**EXERCISE BRIEF:** Copy the line with "Which region of the UI above contains the bird's head?" and all lines following it through the last line of the entries, exactly as written.

**DATASET RECORDS:**
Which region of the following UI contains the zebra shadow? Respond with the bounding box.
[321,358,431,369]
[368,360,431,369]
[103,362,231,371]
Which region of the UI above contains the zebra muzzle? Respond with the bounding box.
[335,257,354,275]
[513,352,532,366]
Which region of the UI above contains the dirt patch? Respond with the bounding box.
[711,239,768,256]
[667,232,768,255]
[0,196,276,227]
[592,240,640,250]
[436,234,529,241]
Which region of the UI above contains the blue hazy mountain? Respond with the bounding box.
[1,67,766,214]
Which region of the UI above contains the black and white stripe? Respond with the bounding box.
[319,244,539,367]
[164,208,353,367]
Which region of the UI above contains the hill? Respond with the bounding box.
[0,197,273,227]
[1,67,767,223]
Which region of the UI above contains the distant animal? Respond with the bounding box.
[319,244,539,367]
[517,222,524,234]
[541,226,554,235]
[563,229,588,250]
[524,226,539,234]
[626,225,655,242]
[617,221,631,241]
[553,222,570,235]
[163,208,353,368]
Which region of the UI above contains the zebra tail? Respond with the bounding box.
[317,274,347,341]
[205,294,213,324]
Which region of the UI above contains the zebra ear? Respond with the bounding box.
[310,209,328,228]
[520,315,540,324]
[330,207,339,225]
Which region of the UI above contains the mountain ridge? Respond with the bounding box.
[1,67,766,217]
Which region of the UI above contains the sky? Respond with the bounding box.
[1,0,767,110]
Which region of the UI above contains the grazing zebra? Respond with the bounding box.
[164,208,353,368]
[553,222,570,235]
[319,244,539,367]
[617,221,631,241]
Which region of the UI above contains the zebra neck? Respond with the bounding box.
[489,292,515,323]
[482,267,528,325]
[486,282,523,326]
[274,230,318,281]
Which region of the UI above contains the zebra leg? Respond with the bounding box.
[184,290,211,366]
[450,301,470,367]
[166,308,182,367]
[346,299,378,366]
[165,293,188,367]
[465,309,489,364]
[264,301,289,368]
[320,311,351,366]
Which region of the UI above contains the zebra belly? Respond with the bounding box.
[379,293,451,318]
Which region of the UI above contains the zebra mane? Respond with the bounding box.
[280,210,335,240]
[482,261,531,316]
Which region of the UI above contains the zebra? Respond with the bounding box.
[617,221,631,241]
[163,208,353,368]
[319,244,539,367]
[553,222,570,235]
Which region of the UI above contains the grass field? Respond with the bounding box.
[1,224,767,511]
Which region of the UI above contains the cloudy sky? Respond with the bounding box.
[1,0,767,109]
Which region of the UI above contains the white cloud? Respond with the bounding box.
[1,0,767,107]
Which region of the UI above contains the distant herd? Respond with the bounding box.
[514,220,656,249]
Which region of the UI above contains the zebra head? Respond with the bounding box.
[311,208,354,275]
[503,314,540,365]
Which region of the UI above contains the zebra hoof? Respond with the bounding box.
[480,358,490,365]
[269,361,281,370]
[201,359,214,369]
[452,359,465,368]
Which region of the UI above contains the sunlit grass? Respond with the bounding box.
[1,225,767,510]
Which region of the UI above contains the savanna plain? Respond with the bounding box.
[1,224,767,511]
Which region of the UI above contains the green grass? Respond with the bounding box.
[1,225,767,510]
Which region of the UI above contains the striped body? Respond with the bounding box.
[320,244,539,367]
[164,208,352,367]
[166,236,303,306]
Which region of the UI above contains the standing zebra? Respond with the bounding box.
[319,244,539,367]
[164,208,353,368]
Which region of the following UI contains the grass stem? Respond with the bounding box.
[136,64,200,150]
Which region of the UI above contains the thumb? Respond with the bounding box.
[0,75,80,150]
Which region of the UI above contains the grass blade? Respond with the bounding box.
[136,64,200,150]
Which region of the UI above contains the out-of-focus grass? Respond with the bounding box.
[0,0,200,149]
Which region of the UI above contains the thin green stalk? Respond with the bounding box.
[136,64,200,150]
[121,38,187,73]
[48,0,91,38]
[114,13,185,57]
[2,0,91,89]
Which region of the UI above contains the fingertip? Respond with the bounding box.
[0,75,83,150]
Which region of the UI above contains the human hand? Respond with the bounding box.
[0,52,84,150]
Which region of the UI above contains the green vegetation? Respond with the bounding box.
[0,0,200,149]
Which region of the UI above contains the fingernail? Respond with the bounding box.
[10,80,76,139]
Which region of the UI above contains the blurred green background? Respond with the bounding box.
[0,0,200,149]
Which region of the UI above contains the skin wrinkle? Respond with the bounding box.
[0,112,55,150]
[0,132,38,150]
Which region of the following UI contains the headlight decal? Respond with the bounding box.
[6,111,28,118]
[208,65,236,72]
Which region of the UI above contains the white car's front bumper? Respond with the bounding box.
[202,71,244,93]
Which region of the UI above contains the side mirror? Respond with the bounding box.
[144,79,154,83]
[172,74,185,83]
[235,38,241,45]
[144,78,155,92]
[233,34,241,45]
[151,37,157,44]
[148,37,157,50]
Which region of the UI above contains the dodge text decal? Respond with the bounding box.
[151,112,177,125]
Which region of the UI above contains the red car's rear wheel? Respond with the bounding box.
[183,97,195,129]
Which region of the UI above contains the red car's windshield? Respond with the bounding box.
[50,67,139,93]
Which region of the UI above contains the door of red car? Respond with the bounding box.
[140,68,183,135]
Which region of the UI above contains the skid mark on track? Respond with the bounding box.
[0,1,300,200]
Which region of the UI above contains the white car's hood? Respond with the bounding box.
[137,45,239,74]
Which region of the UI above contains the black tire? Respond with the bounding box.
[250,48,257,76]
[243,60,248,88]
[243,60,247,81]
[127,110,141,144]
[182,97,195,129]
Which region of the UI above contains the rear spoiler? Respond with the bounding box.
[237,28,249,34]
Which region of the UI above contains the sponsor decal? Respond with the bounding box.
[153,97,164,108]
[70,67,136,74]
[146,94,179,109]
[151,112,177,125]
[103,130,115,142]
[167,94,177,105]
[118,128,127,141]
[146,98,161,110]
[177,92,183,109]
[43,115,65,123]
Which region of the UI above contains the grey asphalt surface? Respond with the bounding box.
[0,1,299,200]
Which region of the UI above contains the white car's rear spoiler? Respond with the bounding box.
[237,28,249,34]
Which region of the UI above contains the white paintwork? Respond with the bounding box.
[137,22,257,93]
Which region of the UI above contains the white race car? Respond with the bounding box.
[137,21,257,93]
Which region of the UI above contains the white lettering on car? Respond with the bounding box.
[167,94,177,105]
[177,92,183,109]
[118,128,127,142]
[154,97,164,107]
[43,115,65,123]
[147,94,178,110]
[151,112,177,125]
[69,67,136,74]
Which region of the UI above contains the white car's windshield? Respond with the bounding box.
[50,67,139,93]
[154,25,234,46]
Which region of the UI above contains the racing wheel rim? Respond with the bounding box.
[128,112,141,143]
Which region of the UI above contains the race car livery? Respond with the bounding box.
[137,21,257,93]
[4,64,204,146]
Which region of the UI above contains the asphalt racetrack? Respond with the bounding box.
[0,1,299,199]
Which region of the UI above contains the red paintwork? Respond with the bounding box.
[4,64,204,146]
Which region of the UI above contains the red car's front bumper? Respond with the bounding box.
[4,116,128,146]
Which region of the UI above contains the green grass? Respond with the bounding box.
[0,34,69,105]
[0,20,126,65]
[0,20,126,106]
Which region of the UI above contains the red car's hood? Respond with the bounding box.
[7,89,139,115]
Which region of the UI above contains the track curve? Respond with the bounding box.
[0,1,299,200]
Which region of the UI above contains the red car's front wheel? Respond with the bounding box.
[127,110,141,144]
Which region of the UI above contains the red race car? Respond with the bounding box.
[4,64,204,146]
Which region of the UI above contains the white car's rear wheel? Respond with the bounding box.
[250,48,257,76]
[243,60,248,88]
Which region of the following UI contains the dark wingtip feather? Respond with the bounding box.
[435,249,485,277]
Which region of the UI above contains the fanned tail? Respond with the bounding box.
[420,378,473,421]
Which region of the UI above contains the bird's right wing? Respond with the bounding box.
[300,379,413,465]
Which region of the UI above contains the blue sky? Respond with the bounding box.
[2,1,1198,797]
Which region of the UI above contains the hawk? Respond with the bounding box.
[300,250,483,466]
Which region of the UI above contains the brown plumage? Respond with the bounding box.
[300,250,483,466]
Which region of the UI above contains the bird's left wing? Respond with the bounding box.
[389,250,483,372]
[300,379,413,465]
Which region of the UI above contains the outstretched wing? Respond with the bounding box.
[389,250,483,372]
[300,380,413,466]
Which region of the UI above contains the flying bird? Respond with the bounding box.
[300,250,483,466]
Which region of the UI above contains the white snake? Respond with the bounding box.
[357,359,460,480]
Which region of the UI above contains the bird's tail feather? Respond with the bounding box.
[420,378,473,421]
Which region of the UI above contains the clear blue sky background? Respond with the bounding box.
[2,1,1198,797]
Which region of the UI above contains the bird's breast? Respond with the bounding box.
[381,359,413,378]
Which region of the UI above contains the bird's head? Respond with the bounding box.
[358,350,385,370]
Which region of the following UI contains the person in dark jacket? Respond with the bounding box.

**RESPONSE AREA:**
Which region of the UI above contains the bird's head? Respond with the bounding box.
[358,350,385,370]
Which region of the following UI contains the person in dark jacket? Respond with the bounding box.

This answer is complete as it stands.